+++ Document excerpt

Hi,
I’m working on some fairly large kernel, and have noticed a weird behavior exhibited by cuda-9.0 nvcc compiler. This behavior results in a very significant slow-down of my code, caused by load and store spills. This has not been the case a few major versions of cuda ago, but I cannot tell for sure when this behavior started. I managed to reduce the bug to a small test case, which I’m attaching below.
The logic of the code is as follows. The kernel maintains a small matrix of floats per thread. Kernel threads, of which I’m launching just one for this example, run a few iterations over that matrix. Each iteration copies a row of that matrix into shared memory. The kernel doesn’t produce any output, besides the change in the shared memory. My goal is to keep that small matrix in the registers, in order to achieve optimal performance, and that’s what the compiler is failing to do. In my example code, I’m launching just one block and one thread, hence there should be more than enough registers to store a 6x6 matrix.
I compiled the code using the command line I supply with the code, and I do see ld.local instructions in the generated ptx file (see an excerpt from that ptx file attached below the code). Clearly the code sample I’m supplying here is very small, and the overall operation of the program is NoOp, but those local memory spills aren’t optimized out, as indicated by the ptx. I observe the same behavior in my large kernel.
Once I apply some very basic changes to the code (see comments therein), I see the spills disappear, as indicated by the lack of the warning message from the compiler as well as the lack of ld.local instructions in the ptx file.
Would love to hear some opinions about this situation. Thanks!
Save this code as broken-unrolling.cu to use my command line.
// This program demonstrates what seems to be a loop unrolling bug. The bug
// causes loops to not be unrolled in a fairly straightforward code.
// To build and run (linux):
// $ nvcc -keep -O3 -g -lineinfo -gencode arch=compute_50,code=sm_50 -Xcompiler "-Wall -Wextra -Wno-unused -Werror -fno-strict-aliasing" -Xptxas "-v-warn-lmem-usage -warn-spills" -o broken-unrolling.bin broken-unrolling.cu && ./broken-unrolling.bin
// Optput of the above command (Note warning message in the first line of the
// output):
// ptxas warning : Local memory used for function '_Z4kernv'
// ptxas info : 0 bytes gmem
// ptxas info : Compiling entry function '_Z4kernv' for 'sm_50'
// ptxas info : Function properties for _Z4kernv
// 144 bytes stack frame, 0 bytes spill stores, 0 bytes spill loads
// ptxas info : Used 9 registers, 320 bytes cmem[0], 24 bytes cmem[2]
// Kernel launch success, status = 0
// Thread sync success, status = 0
// Toolset version:
// $ nvcc --version
// nvcc: NVIDIA (R) Cuda compiler driver
// Copyright (c) 2005-2017 NVIDIA Corporation
// Built on Fri_Sep__1_21:08:03_CDT_2017
// Cuda compilation tools, release 9.0, V9.0.176
#include <stdio.h>
extern __shared__ int sharedMem[];
const int ITERATIONS = 10;
__global__ void kern(void) {
// Constant 6 below results in local storage, while constant 5 doesn't.

++++++

What this exercise asks →
A: Answer these questions about the forum post on nvcc register spills:
(i) What size of matrix does the poster expect to fit in registers?
(ii) How many registers does the ptxas output report as used?
(iii) Which release of the Cuda compilation tools does the version output show?
B: Carry on the forum post about nvcc register spills, picking up right after its last line.

+++ Entries supplied

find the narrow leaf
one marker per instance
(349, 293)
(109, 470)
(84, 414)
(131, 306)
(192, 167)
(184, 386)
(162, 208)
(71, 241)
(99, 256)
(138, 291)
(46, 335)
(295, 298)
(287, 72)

++++++

Results for the exercise →
A:
(i) A 6x6 matrix of floats.
(ii) 9 registers.
(iii) Release 9.0, V9.0.176.

B:
const int DIM = 6;
float arr[DIM][DIM];
for (int iter = 0; iter < ITERATIONS; ++ iter) {
// Copy one row number iter from matrix arr into sharedMem.
#pragma unroll
for (int i = 0; i < DIM; ++ i)
#pragma unroll
for (int j = 0; j < DIM; ++ j)
// Logical operator == below results in local storage, while != doesn't.
if (i == iter)
sharedMem[j] = arr[i][j];
}
}
int main(int argc, char** argv) {
// Launch with some shared memory.
kern<<<1, 1, 100>>>();
cudaError_t status = cudaGetLastError();
if (status == cudaSuccess)
printf("Kernel launch success, status = %i\n", status);
else
printf("Kernel launch failure, status = %i, error: %s\n",
status, cudaGetErrorString(status) );
status = cudaThreadSynchronize();
if (status == cudaSuccess)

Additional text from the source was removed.